— START TASK DATA —

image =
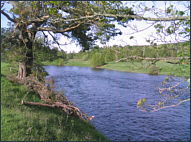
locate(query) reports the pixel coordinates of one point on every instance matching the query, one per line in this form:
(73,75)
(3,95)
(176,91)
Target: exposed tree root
(52,98)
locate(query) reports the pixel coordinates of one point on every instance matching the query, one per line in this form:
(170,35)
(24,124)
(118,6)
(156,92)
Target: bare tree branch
(8,17)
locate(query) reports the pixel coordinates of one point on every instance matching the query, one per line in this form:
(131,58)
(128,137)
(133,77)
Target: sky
(124,39)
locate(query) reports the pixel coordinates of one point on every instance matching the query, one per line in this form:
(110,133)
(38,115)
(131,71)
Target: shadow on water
(111,96)
(97,69)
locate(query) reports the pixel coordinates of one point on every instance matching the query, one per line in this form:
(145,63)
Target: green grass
(164,68)
(37,123)
(71,62)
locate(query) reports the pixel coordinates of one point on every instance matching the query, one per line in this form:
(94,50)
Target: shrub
(153,70)
(61,62)
(85,57)
(97,60)
(109,57)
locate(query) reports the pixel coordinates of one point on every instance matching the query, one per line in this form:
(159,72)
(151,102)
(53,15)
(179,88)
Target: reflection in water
(111,96)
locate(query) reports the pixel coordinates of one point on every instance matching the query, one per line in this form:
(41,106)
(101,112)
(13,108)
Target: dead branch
(52,98)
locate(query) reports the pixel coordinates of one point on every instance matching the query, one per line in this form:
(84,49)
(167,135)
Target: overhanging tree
(83,17)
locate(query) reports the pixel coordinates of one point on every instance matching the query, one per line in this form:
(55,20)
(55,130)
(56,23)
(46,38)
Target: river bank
(163,67)
(36,123)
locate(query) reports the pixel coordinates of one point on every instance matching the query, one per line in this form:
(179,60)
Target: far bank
(136,67)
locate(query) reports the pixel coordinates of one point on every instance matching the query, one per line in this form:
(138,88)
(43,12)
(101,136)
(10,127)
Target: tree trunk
(22,70)
(25,66)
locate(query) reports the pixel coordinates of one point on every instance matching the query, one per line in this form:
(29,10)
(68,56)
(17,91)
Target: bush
(153,70)
(109,57)
(61,62)
(85,57)
(97,60)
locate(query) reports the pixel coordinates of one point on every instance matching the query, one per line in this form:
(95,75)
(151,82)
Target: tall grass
(37,123)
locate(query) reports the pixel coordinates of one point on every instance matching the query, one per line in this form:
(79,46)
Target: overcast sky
(139,38)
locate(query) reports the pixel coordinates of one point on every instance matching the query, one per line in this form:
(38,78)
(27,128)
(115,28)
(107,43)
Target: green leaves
(53,11)
(167,79)
(160,103)
(16,11)
(181,13)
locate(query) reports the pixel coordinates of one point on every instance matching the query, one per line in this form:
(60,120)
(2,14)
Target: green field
(163,67)
(37,123)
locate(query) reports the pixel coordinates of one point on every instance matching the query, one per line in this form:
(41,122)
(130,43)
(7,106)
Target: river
(111,96)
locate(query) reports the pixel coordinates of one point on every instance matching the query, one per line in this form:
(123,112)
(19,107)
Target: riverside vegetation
(107,58)
(37,123)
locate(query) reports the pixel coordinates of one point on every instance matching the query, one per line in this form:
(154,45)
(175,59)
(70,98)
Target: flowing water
(111,96)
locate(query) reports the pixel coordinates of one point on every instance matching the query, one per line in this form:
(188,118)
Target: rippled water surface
(111,96)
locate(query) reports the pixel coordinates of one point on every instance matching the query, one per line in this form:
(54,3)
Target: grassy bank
(163,67)
(37,123)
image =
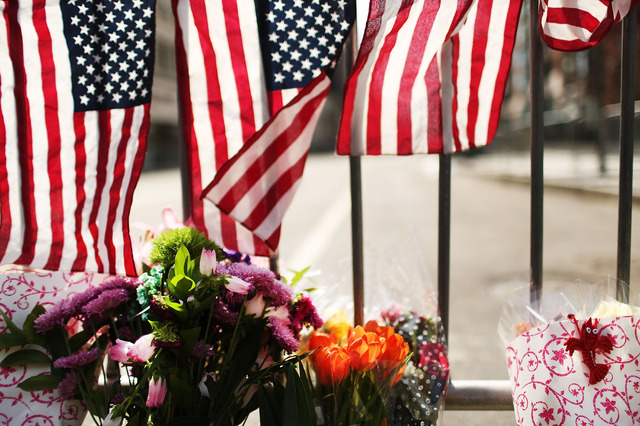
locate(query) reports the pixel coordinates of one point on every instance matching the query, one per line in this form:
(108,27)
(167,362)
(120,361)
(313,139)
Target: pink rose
(238,285)
(157,392)
(119,352)
(142,350)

— END TASK DATA —

## THE EXERCISE
Extract all the data above exactly, excluding every picture.

## THE ANSWER
image =
locate(query) reports the pixel coordinates of one point on every instance matching the query, one per line in this form:
(73,75)
(3,95)
(176,91)
Target: exposed tree root
(52,98)
locate(query) reports the pixel coordinates of one point on every instance matching the query, one per line in this form:
(170,35)
(24,124)
(118,6)
(156,92)
Target: bare tree branch
(8,17)
locate(query) reports the pixel coordinates of one point on every instance matching the query, one per line in this form:
(131,58)
(128,137)
(133,77)
Target: sky
(124,39)
locate(query) reports the pixel coordinates of one point on every instance matching the query, one per line in this form:
(110,133)
(38,115)
(131,71)
Target: shadow on water
(111,96)
(97,69)
locate(query) reports the pixel coordinates of one point on every instance matching the query, one per line in this form:
(145,63)
Target: green grass
(164,68)
(37,123)
(71,62)
locate(query) reports the pixel coordinates of one point on every instance matching the query, one per line in this form:
(94,50)
Target: shrub
(153,70)
(61,62)
(85,57)
(97,60)
(109,57)
locate(query) reports the pixel coordinates of one point on every instance matching the query, one per line in this form:
(159,72)
(151,102)
(53,15)
(179,88)
Target: reflection in water
(111,96)
locate(query) reports the pixel coordinates of one point on every instance matching the query, one per line in this form:
(41,106)
(101,112)
(13,108)
Target: dead branch
(52,98)
locate(query) reports the pixel coordinates of one point on every instance matching the query, one per line in this form:
(84,49)
(167,135)
Target: overhanging tree
(83,17)
locate(query) reports the pixel coordinates of one point on every instance matching the query, one per line in this form:
(55,20)
(55,130)
(56,23)
(46,38)
Target: river bank
(163,67)
(36,123)
locate(query) reports the pixel coordinates of one point on every instance matching the query, one per line in this form:
(179,60)
Target: far bank
(136,67)
locate(query) reports the pixel coordinates of one point on every instance matching the query, one per line in this form:
(138,88)
(43,12)
(101,136)
(10,127)
Target: tree trunk
(22,70)
(25,66)
locate(query) reports the pixel coordinates of one point on every instance matching the query, one per line in this form:
(29,10)
(68,56)
(17,91)
Target: bush
(153,70)
(109,57)
(61,62)
(85,57)
(97,60)
locate(query) reports the pixel coordinates of one point on every instance matching the query, one per line in this form:
(95,75)
(151,82)
Target: tall grass
(37,123)
locate(query) reports the pixel coordinates of one point on every instance matching the query, one per line in this form:
(79,46)
Target: overcast sky
(139,38)
locate(query) reports the pixel coordinates of one point on every instance matching the query, one per line in this form:
(38,78)
(27,128)
(115,28)
(107,43)
Target: green leaves
(53,11)
(167,79)
(160,103)
(16,11)
(181,13)
locate(query) reports the pixel coordinates of one point on every instance matching the query, one per line in this form:
(60,120)
(2,14)
Target: green field
(163,67)
(37,123)
locate(query) reports the pixel coordinates of one point on every instance matching the query, one per line in this form:
(41,122)
(130,43)
(7,106)
Target: river
(111,96)
locate(query) reports the pixel coordinates of one point on every instance matching the query, one per line in this form:
(123,112)
(19,107)
Target: riverside vegetation
(107,58)
(37,123)
locate(query) reports the pixel coordinates of one point on every instance matching the query, one per line in this form:
(154,45)
(175,59)
(70,98)
Target: flowing water
(111,96)
locate(query) reports the pixel coordinates of one point on every instance matching the query, one per line in this form:
(188,118)
Target: rippled water surface
(111,96)
locate(query) reports the pixel coordinates of one point on every instance matching the query, one per line in this form:
(54,3)
Target: grassy bank
(163,67)
(37,123)
image =
locate(query) reports the pixel coordinates of one point on every instance matching the query, one per line in this form:
(108,27)
(167,362)
(120,361)
(313,139)
Target: pink rose
(238,285)
(157,392)
(119,352)
(142,350)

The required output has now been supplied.